Data for review.
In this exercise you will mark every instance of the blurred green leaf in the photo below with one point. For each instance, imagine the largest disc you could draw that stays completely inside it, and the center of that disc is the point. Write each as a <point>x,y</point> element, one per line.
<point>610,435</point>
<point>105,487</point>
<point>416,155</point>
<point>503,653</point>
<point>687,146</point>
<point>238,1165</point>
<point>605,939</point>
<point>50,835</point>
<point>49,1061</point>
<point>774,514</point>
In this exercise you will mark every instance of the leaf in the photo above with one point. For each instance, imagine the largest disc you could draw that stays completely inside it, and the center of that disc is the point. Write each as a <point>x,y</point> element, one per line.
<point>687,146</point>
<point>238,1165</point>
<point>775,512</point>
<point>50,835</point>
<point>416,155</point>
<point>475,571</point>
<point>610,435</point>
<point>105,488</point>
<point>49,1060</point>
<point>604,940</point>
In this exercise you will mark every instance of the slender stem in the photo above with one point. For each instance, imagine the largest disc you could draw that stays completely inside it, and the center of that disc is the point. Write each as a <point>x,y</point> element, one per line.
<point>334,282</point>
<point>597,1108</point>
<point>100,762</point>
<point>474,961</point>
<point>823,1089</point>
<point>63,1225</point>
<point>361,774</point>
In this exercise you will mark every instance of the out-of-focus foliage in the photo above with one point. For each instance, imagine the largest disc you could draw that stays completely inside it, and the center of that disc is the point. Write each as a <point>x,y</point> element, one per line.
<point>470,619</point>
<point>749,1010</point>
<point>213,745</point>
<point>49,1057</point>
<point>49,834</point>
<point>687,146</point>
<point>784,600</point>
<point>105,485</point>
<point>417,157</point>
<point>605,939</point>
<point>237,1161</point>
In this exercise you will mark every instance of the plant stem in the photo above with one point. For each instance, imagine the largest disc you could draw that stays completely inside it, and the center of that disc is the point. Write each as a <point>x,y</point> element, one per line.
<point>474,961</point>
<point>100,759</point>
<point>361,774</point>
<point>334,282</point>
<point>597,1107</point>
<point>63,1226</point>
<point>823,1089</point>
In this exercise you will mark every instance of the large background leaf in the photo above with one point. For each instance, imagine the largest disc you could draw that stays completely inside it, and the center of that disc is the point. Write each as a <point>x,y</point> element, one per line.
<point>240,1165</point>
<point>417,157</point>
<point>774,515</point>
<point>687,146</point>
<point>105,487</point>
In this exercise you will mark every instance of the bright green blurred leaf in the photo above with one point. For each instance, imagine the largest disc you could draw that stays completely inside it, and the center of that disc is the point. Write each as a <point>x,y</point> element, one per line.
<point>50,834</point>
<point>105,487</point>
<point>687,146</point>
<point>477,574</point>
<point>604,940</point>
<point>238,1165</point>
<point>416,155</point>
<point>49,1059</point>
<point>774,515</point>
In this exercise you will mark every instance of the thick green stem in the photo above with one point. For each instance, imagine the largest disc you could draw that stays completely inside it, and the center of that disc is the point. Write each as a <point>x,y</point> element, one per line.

Exercise aim.
Give every line of the listing again. Keep each one exact.

Response box.
In this exercise you will mark every instance of the blurred green leaf in the photo below with one point. For each instance, imagine the largest disc you could draw that stays completely inside it, and the center of that disc is the point. Write each as a <point>x,y</point> element, one per line.
<point>610,435</point>
<point>105,487</point>
<point>416,155</point>
<point>503,653</point>
<point>687,146</point>
<point>238,1165</point>
<point>605,939</point>
<point>50,835</point>
<point>49,1061</point>
<point>774,514</point>
In this exercise you will mark every instance of the leaf in the photo above with one point. For each instance, imagine the largest disc you could draw that stays completely inside it, and the center of that disc is the point. Write each as a <point>x,y</point> element, one per line.
<point>687,146</point>
<point>238,1165</point>
<point>775,512</point>
<point>50,835</point>
<point>416,155</point>
<point>475,571</point>
<point>610,435</point>
<point>105,488</point>
<point>49,1060</point>
<point>604,940</point>
In this exercise you will mark every instance of the slender stem in the photo above with one point. For each instance, imagine the largest disc you could draw that stays completely inside it, and the center of that disc is the point. Write each as a <point>x,y</point> element, one per line.
<point>334,282</point>
<point>597,1108</point>
<point>100,762</point>
<point>474,961</point>
<point>823,1089</point>
<point>63,1225</point>
<point>361,774</point>
In this exercise you will mark every instance of the out-of-focus foliage in the photo above with one point. For each instance, imagine the largest disc you could draw that stays completely inside it, and the center of that disc is the point. Write each as a <point>x,y</point> element, one per line.
<point>470,619</point>
<point>749,1010</point>
<point>213,745</point>
<point>49,1057</point>
<point>49,834</point>
<point>687,146</point>
<point>784,600</point>
<point>105,485</point>
<point>417,157</point>
<point>605,939</point>
<point>237,1161</point>
In this exercise you will mark every instance of the plant stem in the photo above with one point. For each instance, imagine the largest disc you could draw that stays completely inside it, and the center of that disc is the point. Write each as a <point>x,y</point> element, one per line.
<point>474,961</point>
<point>100,759</point>
<point>361,774</point>
<point>334,282</point>
<point>597,1107</point>
<point>63,1226</point>
<point>823,1089</point>
In this exercise you will mark every instance of the large background leaf in the photo above with one point. For each instance, imagine the largest disc you could draw that stays completely inside it, and the center of that disc is the point. Write each as a <point>x,y</point> element, one per line.
<point>240,1165</point>
<point>417,157</point>
<point>774,515</point>
<point>687,146</point>
<point>105,487</point>
In this exercise you will mark every instance of the bright green blurred leaf in the photo above with one point. For each instance, imagine the largest disc you could draw that stays completely inside it, and the center of that disc is the point. Write each as a <point>x,y</point> element, one per line.
<point>50,834</point>
<point>105,487</point>
<point>687,146</point>
<point>477,574</point>
<point>604,940</point>
<point>238,1165</point>
<point>416,155</point>
<point>49,1059</point>
<point>774,515</point>
In this exercise you will mark every instance of the thick green stem in the photo above with one point. For each instance, imagine the largest disc you could draw that stays completely inside it, and the center of that disc is the point. Write each as a <point>x,y</point> element, one per line.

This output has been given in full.